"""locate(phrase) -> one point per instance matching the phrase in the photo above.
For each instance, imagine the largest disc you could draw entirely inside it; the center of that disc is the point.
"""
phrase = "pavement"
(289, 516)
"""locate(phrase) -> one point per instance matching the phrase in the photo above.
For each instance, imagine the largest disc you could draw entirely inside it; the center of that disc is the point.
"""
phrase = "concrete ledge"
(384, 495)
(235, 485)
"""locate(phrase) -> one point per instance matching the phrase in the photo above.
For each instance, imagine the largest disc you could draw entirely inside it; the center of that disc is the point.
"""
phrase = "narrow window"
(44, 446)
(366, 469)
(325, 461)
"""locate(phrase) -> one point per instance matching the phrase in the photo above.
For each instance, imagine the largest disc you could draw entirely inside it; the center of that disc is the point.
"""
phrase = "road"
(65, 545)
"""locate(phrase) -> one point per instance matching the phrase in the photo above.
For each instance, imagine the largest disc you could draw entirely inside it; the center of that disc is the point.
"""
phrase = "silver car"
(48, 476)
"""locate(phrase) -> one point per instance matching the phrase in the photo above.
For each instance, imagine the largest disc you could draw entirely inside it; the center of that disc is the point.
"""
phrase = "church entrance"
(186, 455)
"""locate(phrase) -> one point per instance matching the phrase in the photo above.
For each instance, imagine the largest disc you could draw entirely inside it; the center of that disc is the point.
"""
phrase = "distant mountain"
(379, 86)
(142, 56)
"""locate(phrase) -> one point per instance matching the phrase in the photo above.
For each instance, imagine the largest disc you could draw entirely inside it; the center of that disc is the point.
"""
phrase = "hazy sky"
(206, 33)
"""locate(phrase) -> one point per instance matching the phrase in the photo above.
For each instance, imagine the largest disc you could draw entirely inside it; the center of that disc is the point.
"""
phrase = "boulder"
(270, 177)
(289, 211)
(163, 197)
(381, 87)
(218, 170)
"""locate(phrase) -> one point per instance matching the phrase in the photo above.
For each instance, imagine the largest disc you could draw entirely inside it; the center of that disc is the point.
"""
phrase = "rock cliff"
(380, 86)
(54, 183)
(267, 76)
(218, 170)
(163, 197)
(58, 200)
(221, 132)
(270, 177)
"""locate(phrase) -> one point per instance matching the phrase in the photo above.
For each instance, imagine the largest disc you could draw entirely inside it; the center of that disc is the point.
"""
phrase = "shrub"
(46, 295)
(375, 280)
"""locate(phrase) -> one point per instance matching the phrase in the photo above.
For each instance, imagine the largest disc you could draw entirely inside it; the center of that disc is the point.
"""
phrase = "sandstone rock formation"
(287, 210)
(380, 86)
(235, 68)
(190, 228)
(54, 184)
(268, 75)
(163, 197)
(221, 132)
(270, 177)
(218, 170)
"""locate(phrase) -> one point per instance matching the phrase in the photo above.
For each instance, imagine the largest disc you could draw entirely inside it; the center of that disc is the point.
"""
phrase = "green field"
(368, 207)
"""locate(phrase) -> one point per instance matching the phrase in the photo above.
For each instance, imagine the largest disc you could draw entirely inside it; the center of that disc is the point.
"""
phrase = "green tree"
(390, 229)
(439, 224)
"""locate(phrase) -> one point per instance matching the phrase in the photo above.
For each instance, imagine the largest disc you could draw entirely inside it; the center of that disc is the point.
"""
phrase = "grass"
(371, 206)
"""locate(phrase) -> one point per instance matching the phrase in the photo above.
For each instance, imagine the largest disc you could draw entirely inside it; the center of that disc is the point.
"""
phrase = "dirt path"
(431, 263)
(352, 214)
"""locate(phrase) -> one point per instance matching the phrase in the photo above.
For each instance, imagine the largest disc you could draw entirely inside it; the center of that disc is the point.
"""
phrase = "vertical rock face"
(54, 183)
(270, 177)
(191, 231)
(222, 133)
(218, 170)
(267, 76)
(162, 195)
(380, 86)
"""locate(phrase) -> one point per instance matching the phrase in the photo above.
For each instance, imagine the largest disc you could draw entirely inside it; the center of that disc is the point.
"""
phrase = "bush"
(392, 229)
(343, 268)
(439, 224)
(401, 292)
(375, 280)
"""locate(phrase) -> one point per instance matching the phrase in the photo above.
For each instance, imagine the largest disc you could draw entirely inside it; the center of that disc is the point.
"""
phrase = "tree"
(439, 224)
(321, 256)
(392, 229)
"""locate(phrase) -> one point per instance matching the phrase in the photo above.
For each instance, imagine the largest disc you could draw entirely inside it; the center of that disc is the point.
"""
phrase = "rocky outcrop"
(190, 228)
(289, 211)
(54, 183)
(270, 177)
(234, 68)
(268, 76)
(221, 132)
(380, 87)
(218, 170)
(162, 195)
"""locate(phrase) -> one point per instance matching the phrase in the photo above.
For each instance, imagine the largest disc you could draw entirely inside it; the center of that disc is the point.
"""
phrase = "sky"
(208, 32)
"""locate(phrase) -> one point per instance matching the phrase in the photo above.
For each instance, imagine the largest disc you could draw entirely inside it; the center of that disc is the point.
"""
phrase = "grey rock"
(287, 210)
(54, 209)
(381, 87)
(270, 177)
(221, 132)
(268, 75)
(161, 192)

- - - - - - -

**Your task**
Gather every line of the records that contains the string "green", and copy each one unchanged.

**The answer**
phrase = "green field"
phrase = "green tree"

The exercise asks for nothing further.